— start of Provided material —

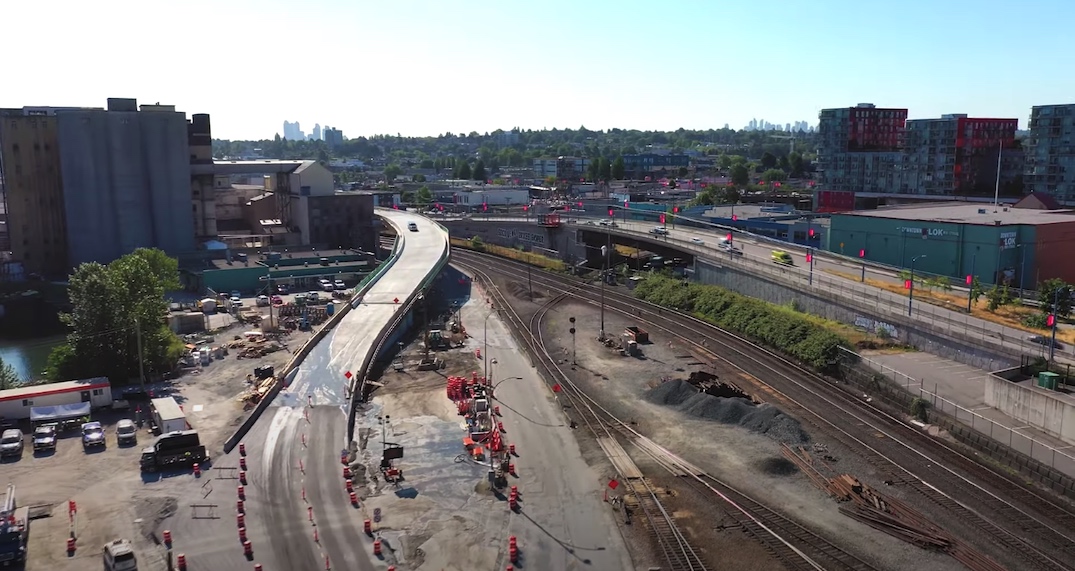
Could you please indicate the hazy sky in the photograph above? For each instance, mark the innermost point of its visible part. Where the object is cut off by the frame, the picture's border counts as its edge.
(425, 67)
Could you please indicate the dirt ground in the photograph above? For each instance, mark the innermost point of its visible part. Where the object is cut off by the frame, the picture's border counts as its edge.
(748, 461)
(112, 497)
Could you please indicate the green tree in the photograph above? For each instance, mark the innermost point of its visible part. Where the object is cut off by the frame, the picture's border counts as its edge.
(478, 172)
(796, 163)
(112, 307)
(1058, 291)
(768, 160)
(740, 174)
(9, 379)
(618, 168)
(773, 175)
(425, 196)
(391, 172)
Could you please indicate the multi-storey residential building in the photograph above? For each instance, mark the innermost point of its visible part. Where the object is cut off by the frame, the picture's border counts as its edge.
(959, 155)
(858, 147)
(33, 189)
(639, 167)
(1050, 152)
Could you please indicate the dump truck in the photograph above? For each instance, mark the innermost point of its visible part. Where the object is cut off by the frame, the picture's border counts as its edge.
(14, 529)
(174, 450)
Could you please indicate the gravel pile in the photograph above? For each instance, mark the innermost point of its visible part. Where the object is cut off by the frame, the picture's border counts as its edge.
(764, 418)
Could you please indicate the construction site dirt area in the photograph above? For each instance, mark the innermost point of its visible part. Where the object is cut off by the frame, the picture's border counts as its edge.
(450, 510)
(112, 498)
(715, 423)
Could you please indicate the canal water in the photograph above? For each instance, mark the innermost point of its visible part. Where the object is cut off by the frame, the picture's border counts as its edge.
(29, 357)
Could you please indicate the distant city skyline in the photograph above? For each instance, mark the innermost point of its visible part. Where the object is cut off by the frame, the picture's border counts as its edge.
(426, 89)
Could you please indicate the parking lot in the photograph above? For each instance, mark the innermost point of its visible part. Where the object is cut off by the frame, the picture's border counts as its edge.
(113, 498)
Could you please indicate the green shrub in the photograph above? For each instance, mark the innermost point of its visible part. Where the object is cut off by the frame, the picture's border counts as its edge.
(776, 327)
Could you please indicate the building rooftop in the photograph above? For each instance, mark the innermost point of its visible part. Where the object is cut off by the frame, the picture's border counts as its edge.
(252, 167)
(962, 213)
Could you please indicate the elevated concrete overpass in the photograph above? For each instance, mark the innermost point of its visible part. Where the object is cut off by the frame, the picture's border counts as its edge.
(571, 241)
(294, 442)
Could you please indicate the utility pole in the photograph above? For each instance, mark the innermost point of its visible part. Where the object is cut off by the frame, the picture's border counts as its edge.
(141, 361)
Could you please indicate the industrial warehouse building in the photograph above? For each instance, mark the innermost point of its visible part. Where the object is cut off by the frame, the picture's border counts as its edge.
(1020, 245)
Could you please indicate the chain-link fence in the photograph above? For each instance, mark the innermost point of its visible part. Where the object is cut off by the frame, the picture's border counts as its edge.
(857, 368)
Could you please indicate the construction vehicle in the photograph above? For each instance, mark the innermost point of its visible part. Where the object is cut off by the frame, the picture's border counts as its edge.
(174, 450)
(14, 529)
(119, 556)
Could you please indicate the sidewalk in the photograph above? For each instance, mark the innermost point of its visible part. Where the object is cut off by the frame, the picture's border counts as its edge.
(958, 390)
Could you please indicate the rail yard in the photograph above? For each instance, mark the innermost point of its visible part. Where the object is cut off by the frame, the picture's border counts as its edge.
(893, 476)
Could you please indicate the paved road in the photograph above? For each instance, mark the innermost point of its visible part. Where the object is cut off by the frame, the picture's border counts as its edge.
(756, 259)
(292, 450)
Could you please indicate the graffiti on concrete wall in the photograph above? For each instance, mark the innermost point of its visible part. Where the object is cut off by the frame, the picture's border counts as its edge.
(513, 234)
(879, 328)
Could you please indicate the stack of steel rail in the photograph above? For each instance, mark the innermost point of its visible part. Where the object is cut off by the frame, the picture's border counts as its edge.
(888, 514)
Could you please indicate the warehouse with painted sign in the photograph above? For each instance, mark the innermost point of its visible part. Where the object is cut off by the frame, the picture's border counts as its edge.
(1020, 245)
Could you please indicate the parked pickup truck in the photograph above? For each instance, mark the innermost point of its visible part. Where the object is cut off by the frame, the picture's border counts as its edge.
(174, 450)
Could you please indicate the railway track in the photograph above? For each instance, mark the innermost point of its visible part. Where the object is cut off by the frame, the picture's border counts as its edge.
(1037, 529)
(797, 546)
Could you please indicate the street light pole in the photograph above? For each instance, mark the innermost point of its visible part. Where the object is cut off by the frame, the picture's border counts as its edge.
(911, 285)
(604, 265)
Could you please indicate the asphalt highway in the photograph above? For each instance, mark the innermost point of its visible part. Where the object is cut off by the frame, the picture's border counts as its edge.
(294, 448)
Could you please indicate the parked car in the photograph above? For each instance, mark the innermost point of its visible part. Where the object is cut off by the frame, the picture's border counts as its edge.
(92, 434)
(11, 442)
(126, 431)
(44, 437)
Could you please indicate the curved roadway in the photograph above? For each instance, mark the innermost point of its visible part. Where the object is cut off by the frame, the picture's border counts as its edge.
(294, 450)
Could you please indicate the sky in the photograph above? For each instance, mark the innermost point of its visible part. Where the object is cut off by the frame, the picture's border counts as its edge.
(427, 67)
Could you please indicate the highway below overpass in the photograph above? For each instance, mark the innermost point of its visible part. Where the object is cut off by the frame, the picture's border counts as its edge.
(295, 484)
(756, 259)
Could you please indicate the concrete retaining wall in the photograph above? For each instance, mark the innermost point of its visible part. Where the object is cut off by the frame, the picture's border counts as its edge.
(1044, 410)
(844, 310)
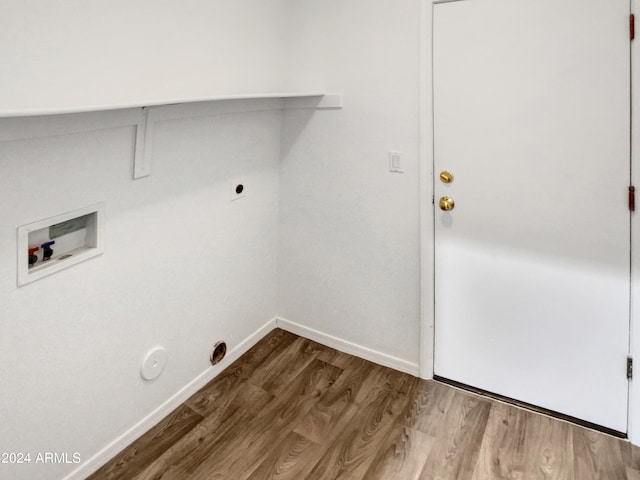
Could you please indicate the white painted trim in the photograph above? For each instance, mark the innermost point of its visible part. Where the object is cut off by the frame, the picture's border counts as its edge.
(348, 347)
(426, 195)
(118, 444)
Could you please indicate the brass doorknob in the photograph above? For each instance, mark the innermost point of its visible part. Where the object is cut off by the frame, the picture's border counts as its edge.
(447, 204)
(446, 177)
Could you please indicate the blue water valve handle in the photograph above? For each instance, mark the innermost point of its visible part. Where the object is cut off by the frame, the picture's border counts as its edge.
(47, 251)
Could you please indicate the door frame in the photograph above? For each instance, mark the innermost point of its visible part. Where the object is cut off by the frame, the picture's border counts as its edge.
(427, 244)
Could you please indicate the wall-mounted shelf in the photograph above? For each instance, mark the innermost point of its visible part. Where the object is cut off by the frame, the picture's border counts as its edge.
(153, 114)
(299, 100)
(145, 115)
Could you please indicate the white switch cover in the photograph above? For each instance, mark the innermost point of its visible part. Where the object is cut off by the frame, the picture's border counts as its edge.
(395, 164)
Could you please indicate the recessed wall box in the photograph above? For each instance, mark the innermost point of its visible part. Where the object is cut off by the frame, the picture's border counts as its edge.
(49, 245)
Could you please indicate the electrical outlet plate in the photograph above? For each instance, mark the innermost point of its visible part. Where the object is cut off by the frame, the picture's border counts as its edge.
(78, 236)
(238, 189)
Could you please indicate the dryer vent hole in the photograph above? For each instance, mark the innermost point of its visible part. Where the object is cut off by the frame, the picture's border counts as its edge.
(218, 352)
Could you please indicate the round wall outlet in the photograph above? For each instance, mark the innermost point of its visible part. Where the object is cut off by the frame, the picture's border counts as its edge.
(153, 363)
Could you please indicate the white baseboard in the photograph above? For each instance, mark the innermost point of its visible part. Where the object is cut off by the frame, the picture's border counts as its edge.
(112, 449)
(349, 347)
(117, 445)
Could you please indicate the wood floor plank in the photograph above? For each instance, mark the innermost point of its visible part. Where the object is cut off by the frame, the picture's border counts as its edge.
(549, 445)
(275, 375)
(291, 459)
(597, 457)
(430, 402)
(246, 447)
(209, 436)
(141, 453)
(206, 399)
(337, 406)
(292, 409)
(402, 456)
(502, 454)
(458, 443)
(349, 456)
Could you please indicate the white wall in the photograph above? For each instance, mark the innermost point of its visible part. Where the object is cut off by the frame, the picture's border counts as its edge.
(181, 261)
(349, 263)
(78, 54)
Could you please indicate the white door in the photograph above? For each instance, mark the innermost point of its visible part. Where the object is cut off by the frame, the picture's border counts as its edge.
(531, 118)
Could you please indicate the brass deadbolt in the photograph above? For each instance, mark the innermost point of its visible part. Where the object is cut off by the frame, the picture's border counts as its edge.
(447, 204)
(446, 177)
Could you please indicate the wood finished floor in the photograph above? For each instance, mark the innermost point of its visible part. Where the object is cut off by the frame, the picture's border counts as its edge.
(291, 409)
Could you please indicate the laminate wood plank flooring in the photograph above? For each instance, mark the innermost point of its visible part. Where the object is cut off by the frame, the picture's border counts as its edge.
(292, 409)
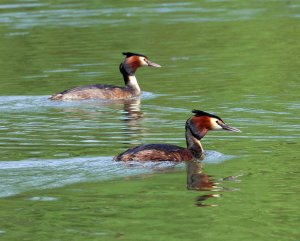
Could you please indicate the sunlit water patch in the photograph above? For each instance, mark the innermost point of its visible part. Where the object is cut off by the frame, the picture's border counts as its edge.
(25, 175)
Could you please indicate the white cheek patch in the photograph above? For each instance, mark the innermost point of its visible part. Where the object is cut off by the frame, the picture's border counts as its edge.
(215, 125)
(143, 62)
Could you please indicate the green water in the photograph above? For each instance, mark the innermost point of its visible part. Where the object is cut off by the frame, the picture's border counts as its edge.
(237, 59)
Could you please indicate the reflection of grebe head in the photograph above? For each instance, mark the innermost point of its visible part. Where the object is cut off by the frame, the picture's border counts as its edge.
(202, 122)
(133, 61)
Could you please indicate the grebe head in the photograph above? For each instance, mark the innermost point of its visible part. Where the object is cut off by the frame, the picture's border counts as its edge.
(202, 122)
(133, 61)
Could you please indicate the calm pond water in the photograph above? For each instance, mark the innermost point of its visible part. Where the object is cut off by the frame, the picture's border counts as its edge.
(237, 59)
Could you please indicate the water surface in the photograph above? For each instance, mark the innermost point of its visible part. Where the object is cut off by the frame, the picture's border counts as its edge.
(238, 60)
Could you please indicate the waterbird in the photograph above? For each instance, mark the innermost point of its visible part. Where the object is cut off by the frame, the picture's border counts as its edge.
(196, 127)
(131, 89)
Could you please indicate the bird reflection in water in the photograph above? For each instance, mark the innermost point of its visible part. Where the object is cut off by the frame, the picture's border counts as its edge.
(199, 181)
(132, 115)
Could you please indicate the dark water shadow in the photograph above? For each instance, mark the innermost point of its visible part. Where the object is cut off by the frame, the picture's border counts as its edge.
(198, 180)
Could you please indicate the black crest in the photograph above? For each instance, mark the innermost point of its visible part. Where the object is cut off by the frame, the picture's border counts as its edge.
(203, 113)
(129, 54)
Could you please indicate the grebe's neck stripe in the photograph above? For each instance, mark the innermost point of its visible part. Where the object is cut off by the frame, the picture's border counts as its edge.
(192, 130)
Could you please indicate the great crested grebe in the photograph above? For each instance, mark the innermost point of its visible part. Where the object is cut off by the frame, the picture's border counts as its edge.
(196, 128)
(100, 91)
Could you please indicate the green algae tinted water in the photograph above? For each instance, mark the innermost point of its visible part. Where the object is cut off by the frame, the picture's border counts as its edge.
(239, 60)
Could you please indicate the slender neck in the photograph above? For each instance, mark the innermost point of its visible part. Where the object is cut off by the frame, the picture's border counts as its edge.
(130, 79)
(193, 142)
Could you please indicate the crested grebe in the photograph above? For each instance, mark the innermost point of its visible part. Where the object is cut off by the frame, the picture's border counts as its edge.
(196, 128)
(99, 91)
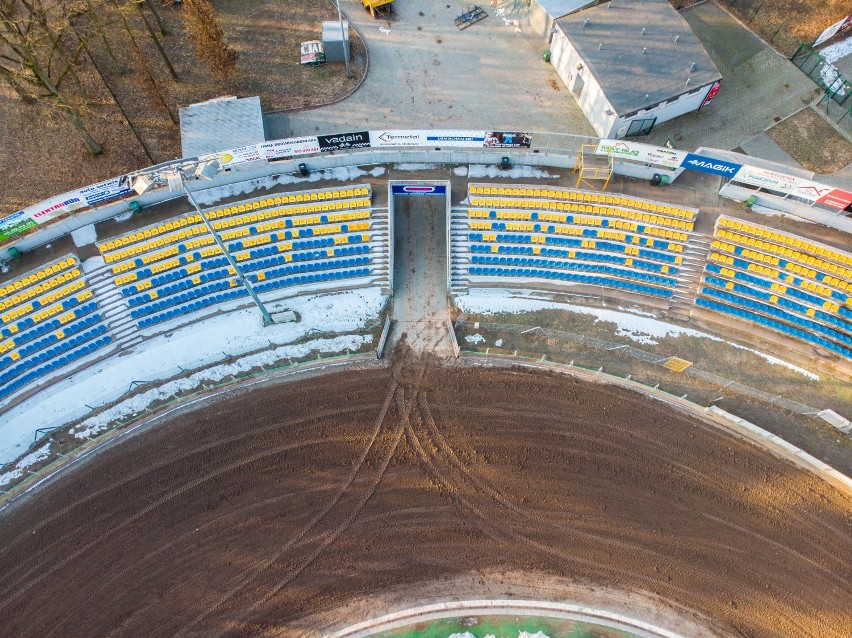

— end of Provided material —

* Task directions:
How many lines in the items above contain the string "brass", with case counting? Reply with the number only.

* Task answer:
2